REQUEST: Report each line of the entries below that contains the string "wheel", copying every such line in full. Treat the match as case-sensitive.

EXCERPTED RECORDS:
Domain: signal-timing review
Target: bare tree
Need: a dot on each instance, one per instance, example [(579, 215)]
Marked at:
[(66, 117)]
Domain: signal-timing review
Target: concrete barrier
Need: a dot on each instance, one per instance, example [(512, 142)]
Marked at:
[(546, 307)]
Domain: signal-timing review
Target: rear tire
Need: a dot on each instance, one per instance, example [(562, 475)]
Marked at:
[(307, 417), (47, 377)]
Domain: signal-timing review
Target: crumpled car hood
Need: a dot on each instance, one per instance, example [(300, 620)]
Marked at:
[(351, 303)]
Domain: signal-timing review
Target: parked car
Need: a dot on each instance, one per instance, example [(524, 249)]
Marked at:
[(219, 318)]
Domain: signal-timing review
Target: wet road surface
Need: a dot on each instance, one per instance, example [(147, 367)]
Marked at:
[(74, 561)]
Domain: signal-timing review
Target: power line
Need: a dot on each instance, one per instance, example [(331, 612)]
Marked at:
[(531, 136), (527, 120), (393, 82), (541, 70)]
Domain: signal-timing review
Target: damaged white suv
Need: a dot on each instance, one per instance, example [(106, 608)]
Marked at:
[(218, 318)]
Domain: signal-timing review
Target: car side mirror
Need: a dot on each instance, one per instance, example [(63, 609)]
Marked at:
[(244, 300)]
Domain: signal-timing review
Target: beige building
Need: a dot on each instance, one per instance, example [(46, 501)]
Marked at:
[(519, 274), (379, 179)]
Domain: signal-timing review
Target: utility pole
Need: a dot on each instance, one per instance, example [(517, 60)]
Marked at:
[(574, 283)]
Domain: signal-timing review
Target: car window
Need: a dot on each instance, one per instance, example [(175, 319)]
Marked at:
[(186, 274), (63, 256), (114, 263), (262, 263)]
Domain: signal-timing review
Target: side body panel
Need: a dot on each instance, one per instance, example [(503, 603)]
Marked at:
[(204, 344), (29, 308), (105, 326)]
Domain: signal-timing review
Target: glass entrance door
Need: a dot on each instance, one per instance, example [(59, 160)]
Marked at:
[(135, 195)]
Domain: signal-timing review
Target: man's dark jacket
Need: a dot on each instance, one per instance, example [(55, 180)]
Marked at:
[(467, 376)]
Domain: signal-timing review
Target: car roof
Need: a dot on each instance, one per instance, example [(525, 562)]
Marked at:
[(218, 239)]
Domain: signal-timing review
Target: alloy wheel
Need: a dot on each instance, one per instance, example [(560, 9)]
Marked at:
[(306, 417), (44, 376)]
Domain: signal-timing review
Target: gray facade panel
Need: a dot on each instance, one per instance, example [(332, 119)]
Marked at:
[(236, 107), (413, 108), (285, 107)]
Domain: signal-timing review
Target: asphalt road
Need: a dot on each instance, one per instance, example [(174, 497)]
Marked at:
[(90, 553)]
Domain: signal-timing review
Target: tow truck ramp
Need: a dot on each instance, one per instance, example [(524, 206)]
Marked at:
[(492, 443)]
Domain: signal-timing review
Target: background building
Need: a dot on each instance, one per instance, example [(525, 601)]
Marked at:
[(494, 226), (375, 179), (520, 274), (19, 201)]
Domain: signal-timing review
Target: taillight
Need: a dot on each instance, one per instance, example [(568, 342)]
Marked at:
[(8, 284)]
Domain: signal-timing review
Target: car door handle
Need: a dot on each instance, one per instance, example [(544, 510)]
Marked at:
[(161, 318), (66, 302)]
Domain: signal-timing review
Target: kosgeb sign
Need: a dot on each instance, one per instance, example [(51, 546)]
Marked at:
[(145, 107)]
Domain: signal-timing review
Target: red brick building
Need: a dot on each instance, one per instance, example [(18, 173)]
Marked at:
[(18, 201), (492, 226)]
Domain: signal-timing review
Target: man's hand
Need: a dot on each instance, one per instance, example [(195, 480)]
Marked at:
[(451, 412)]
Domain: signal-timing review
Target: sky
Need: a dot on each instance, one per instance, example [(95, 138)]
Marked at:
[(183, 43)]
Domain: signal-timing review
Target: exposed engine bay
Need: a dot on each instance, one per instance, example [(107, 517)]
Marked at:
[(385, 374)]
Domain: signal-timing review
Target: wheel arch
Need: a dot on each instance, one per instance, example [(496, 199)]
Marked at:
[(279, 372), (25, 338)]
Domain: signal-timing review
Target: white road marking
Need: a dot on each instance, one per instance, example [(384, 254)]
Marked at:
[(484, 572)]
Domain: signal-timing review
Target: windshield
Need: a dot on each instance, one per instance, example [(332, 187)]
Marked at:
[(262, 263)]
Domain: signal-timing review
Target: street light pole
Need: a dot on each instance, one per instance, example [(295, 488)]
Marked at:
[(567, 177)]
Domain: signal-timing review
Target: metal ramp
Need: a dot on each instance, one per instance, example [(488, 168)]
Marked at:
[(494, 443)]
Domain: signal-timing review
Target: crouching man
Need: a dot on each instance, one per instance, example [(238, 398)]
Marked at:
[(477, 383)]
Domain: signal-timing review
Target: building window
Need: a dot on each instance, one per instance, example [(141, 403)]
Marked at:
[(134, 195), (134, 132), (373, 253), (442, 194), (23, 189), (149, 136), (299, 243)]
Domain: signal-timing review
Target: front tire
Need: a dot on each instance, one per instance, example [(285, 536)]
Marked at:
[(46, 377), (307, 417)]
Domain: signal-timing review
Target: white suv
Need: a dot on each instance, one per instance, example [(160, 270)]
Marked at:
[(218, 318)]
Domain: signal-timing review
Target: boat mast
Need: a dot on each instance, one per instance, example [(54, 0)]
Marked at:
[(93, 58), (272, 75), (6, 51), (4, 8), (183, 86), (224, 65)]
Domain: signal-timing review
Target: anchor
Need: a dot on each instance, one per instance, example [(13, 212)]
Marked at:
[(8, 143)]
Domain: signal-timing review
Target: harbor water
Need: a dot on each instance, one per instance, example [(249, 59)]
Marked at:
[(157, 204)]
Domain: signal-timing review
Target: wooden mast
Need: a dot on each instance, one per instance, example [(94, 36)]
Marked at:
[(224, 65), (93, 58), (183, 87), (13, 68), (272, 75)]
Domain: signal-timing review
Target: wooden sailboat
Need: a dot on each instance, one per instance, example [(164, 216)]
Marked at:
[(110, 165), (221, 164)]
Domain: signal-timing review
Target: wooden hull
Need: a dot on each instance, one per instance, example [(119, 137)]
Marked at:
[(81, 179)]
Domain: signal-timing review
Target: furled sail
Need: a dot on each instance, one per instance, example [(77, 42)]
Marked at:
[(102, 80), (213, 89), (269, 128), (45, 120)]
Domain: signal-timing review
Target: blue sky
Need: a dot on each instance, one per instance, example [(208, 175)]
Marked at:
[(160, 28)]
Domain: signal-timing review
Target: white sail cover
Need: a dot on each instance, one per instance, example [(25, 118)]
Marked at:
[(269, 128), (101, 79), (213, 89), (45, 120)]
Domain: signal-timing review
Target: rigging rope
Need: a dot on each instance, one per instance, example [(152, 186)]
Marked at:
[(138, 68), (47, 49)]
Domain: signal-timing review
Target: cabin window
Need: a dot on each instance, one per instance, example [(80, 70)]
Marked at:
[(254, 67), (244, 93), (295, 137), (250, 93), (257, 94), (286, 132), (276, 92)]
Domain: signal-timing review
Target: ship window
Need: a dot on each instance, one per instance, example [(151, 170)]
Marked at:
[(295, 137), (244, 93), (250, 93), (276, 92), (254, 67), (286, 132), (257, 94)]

IN RESPONSE:
Target: alloy wheel
Target: wheel arch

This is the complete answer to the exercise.